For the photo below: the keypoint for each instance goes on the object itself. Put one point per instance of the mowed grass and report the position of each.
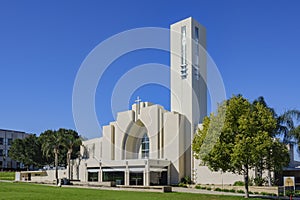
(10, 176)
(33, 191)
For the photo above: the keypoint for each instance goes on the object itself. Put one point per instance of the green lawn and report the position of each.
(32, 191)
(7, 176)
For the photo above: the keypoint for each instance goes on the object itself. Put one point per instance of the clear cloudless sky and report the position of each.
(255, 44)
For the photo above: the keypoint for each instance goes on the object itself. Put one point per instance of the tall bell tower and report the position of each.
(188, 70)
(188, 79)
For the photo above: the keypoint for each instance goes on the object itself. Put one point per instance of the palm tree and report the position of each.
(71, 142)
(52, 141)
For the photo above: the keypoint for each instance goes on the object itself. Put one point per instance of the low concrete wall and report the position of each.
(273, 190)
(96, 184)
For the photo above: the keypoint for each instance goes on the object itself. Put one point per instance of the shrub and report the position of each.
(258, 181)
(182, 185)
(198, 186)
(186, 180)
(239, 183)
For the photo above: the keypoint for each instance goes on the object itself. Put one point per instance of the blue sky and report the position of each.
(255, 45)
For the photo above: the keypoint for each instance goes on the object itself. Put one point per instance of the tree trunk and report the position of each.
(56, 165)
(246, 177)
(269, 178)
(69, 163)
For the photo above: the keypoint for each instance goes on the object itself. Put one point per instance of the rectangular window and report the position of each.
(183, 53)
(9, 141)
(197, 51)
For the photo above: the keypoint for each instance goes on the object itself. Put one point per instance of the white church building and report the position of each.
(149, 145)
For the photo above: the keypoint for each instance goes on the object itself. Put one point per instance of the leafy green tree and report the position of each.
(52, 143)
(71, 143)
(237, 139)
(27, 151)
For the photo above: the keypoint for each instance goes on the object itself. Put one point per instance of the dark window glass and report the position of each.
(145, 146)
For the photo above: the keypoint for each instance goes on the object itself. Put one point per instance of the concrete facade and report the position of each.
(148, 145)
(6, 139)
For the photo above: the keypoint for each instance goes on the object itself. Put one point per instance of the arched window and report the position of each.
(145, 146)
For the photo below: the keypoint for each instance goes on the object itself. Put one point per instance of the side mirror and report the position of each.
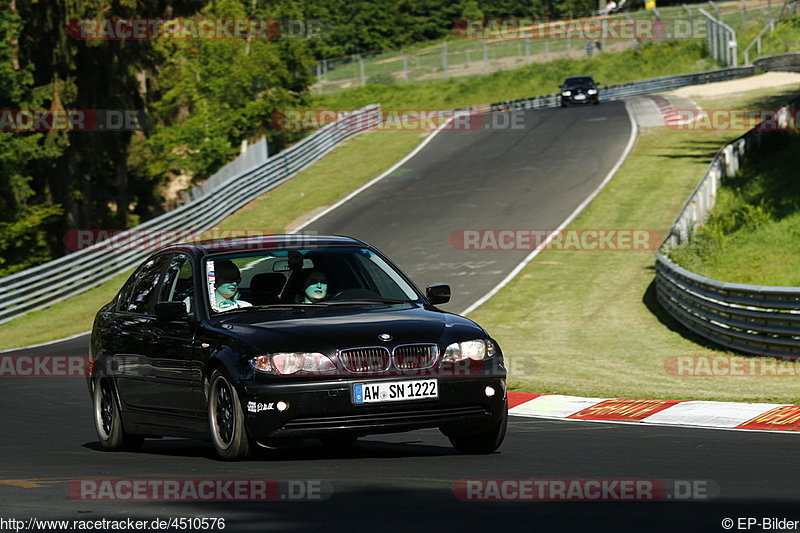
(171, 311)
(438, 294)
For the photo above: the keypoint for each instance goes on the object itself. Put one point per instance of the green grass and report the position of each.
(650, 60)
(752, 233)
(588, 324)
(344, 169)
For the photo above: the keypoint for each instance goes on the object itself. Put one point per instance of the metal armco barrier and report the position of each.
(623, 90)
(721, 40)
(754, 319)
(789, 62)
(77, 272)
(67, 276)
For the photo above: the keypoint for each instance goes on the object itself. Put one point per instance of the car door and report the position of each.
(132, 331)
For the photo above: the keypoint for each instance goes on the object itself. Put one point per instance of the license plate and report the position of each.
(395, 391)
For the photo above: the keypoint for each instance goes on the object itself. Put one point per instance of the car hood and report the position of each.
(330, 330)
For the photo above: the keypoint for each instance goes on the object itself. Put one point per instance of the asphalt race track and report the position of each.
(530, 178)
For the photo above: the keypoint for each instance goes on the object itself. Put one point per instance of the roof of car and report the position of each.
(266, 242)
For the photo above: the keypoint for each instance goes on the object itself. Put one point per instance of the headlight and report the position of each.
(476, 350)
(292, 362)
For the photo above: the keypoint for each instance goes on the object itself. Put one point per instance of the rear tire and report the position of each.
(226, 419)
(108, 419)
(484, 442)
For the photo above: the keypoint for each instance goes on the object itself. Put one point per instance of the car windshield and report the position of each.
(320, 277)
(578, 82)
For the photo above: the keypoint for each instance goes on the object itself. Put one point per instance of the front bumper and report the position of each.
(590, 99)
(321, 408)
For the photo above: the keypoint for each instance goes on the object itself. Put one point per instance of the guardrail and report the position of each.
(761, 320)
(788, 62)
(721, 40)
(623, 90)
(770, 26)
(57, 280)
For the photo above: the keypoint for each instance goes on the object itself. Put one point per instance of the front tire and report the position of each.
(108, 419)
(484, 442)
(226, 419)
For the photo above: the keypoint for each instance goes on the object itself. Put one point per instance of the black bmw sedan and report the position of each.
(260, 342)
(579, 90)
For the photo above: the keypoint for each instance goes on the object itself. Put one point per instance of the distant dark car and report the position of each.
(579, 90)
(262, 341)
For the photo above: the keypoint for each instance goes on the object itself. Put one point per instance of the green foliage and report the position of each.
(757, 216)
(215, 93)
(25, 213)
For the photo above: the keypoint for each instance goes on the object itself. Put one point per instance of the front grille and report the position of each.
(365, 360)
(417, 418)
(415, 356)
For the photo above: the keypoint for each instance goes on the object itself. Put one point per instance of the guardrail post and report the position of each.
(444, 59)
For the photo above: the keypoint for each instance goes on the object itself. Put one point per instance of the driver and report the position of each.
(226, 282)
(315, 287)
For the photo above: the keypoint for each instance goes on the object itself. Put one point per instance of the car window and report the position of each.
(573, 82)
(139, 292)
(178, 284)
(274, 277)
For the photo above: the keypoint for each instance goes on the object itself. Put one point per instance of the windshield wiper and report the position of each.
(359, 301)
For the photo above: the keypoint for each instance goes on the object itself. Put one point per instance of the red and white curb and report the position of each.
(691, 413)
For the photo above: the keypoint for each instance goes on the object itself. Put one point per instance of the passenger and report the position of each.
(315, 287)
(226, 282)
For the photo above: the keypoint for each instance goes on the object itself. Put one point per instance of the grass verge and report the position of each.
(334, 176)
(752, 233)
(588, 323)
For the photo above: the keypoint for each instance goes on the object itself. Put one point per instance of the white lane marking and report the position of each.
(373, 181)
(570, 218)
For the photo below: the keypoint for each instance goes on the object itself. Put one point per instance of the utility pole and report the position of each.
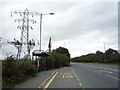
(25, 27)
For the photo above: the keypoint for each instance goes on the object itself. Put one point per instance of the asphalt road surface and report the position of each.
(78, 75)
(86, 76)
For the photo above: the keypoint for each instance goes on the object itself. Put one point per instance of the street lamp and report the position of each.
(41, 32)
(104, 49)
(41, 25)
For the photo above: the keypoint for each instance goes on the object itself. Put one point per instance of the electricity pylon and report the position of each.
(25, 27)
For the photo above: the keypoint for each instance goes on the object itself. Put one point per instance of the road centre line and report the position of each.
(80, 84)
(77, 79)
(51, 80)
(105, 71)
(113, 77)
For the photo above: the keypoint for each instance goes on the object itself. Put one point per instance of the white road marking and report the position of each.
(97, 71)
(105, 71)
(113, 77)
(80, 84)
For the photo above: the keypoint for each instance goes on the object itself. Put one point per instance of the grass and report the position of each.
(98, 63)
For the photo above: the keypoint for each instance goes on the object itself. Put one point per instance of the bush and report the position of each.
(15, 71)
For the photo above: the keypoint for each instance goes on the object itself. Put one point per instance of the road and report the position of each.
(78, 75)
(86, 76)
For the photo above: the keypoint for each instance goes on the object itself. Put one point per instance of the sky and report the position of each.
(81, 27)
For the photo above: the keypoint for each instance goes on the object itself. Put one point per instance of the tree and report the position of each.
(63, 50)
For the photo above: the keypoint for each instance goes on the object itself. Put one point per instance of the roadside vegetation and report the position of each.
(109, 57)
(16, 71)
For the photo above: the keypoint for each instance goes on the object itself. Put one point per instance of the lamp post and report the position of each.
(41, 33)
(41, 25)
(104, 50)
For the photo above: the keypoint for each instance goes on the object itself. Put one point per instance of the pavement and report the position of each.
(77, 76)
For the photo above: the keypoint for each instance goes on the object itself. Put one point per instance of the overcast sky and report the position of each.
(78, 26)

_To do:_
Copy all of the data above verbatim, line for line, and omit the pictures.

_Written reply:_
For the photo below: the keypoint for each instance goes on the object itself. Put one point per instance of the mowed grass and report the position of each.
(10, 176)
(33, 191)
For the photo above: the keypoint for each instance goes on the object itself. Put one point per instance of the green lawn and report the position of each.
(32, 191)
(7, 176)
For the photo above: the keypoint for each instance goes on the object itself. Put one point per instance of the clear cloudless sky and report the position of each.
(255, 44)
For the photo above: the keypoint for each instance goes on the object itself. Put one point per instance of the tall bell tower and report the position of each.
(188, 70)
(188, 79)
For the photo above: the keypoint for each instance goes on the object itself. Put one point per instance of the palm tree and report the position of each.
(71, 142)
(52, 141)
For the photo above: the keypoint for each instance goes on the object itself. Put one point per instance of the low concrete wall and report the position of each.
(273, 190)
(96, 184)
For the photo above: the keypoint for each instance goes on the object itself. Put one point per instance of the shrub and report the position of each.
(258, 181)
(182, 185)
(198, 186)
(186, 180)
(239, 183)
For the photo above: the keypoint for each instance goes on the object itself. Put one point per instance of the blue sky and report the position of each.
(255, 45)
For the photo above: the keypoint for each instance goes on the object itself. Put one point per instance of the tree trunk and report the position of each.
(56, 165)
(246, 177)
(269, 178)
(69, 163)
For the photo above: the keypoint for each instance goes on the object itself. Put one point per instance of the rectangular window and report the position of each.
(183, 53)
(9, 141)
(197, 51)
For the photo above: the keypoint for each instance goes on the object itself. Put one point per instance of the white church building and report the position of each.
(149, 145)
For the photo above: the keypoint for each instance goes on the object itself. Put one point per instance of the leafy green tree and report the position of each.
(52, 143)
(71, 143)
(237, 139)
(27, 151)
For the photo above: the keypoint for each instance goes on the object itself. Put one point per instance of the dark window glass and report the position of each.
(145, 146)
For the photo above: the keypoint for each instance goes on the object itself. Put one point per instance of the concrete facade and report the position of each.
(148, 145)
(6, 139)
For the photo above: the keypoint for each instance goes on the object itself. Put one point per instance of the arched window and report the position of each.
(145, 146)
For the photo below: the keypoint for each instance goes on the object itself. Put one point per instance of the side mirror and report the position of each.
(171, 311)
(438, 294)
For the photo above: the keypoint for each instance goes on the object itself. Put one point per instance of the green grass and report the position of each.
(650, 60)
(752, 233)
(588, 324)
(344, 169)
For the photo above: the keypoint for each instance goes on the object itself. Put one point per instance of the metal armco barrier and report the position of each.
(623, 90)
(721, 40)
(754, 319)
(789, 62)
(77, 272)
(67, 276)
For the photo above: the keypoint for each instance goes on the object itself. Put one point per instance of the car door and report the position of each.
(132, 331)
For the photo above: the keypoint for each instance goes on the object itself. Put one point per instance of the license plate and report the position of each.
(395, 391)
For the photo above: the keypoint for each instance goes on the object itself. Put one point per instance of the car hood and report the position of each.
(330, 330)
For the photo above: the keypoint for each instance goes on the object itself. Put one point per instance of the asphalt race track and report the position of each.
(530, 178)
For the photo above: the keypoint for each instance goes on the object itself. Put one point per instance of the roof of car and report the position of each.
(266, 242)
For the photo above: the keypoint for each instance goes on the object itself. Put one point per instance of the headlight and report the position of each.
(476, 350)
(292, 362)
For the photo above: the keypoint for each instance goes on the object itself. Put one point per instance of the rear tire and report the position of each.
(226, 419)
(108, 419)
(484, 442)
For the photo above: the keypoint for each instance goes on the object itself. Put one point per instance of the car windshield and report the position of each.
(320, 277)
(578, 82)
For the photo above: the keypoint for each instance goes on the object itself. Put one point per instance of the front bumper and report the position of each.
(590, 99)
(321, 408)
For the photo above: the keypoint for each instance goes on the object itself. Put one point per instance of the guardrail and report the position of each.
(761, 320)
(788, 62)
(721, 40)
(623, 90)
(770, 26)
(57, 280)
For the photo above: the keypoint for each instance goes on the object itself. Put one point per instance of the front tire and report the position of each.
(108, 419)
(484, 442)
(226, 419)
For the photo above: the keypoint for each instance goes on the object itself. Put one point per instance of the black bmw sedan and report the position of each.
(260, 342)
(579, 90)
For the photo above: the keypoint for each instance goes on the object itself. Put one point per instance of the distant dark car and report the position of each.
(579, 90)
(262, 341)
For the photo above: the keypoint for each instance goes on the object itself. Put one point per instance of the green foliage and report the position of each.
(757, 216)
(215, 93)
(25, 213)
For the photo above: the keypoint for each instance goes on the object itself. Put one point per instance of the front grille and report the position of each.
(365, 360)
(417, 418)
(415, 356)
For the photo above: the keypoint for each instance goes on the object itself. Put one point per instance of the guardrail post and report the position of each.
(444, 59)
For the photo above: the keypoint for each instance goes on the object itself. Put one point per instance of the driver and report the position of each.
(226, 282)
(315, 287)
For the photo above: the keypoint for each instance goes on the object itself. Put one point per instance of the car window and report the position of each.
(573, 82)
(139, 292)
(178, 284)
(274, 277)
For the photo above: the keypoint for each instance goes on the object itself. Put one point per instance of the windshield wiper and report the position of each.
(359, 301)
For the photo above: the keypoint for each instance goes on the object itself. Put one point per instance of the red and white curb and report the position of each.
(691, 413)
For the photo above: the keypoint for each instance goes on the object itself. Put one point per instance of the passenger and report the position of each.
(315, 287)
(226, 282)
For the photo above: the keypoint for each instance goes on the object itself. Put one point per instance of the grass verge and report the position of each.
(334, 176)
(752, 233)
(588, 323)
For the photo above: the keypoint for each instance goes on the object itself. Put one point per instance of the white lane marking and report the position of each.
(373, 181)
(570, 218)
For the photo below: the keypoint for each instance goes on the object itself. Put one point per instance of the utility pole and report the position of each.
(25, 27)
For the photo above: the keypoint for each instance goes on the object itself. Put one point per instance of the asphalt road surface and report the position of each.
(78, 75)
(86, 76)
For the photo above: the keypoint for each instance goes on the object itself. Put one point per instance of the street lamp and report the position of each.
(41, 32)
(104, 49)
(41, 25)
For the photo above: the keypoint for each instance goes on the object itself. Put one point per instance of the electricity pylon and report the position of each.
(25, 27)
For the photo above: the keypoint for each instance goes on the object itself. Put one point per instance of the road centre line and report the position of each.
(80, 84)
(77, 79)
(51, 80)
(105, 71)
(113, 77)
For the photo above: the keypoint for each instance goes on the object itself. Put one point per instance of the white road marking and report the position of each.
(97, 71)
(105, 71)
(113, 77)
(80, 84)
For the photo above: the keypoint for each instance goes on the object itself. Put one point per instance of the grass and report the position of each.
(98, 63)
For the photo above: the keypoint for each instance goes on the object itself. Put one point per instance of the bush and report the position of each.
(15, 71)
For the photo above: the keypoint for each instance goes on the object itself. Put one point per instance of the road and report the position of each.
(78, 75)
(86, 76)
For the photo above: the keypoint for each instance goes on the object itself. Put one point per instance of the sky and report the position of each.
(81, 27)
For the photo above: the keypoint for each instance goes on the object itself. Put one point per instance of the tree and report the position of each.
(63, 50)
For the photo above: the keypoint for each instance goes on the object itself. Put one point per instance of the roadside vegetation and report the position of each.
(109, 57)
(16, 71)
For the photo above: the keypoint for each instance goes on the object itself. Put one point per instance of the lamp post and report the position of each.
(41, 33)
(41, 25)
(104, 50)
For the photo above: the keypoint for each instance goes on the object itself. Put one point per instance of the pavement and report the position of each.
(77, 76)
For the photo above: the keypoint for each instance goes on the object itself. Put one point per instance of the overcast sky and report the position of each.
(78, 26)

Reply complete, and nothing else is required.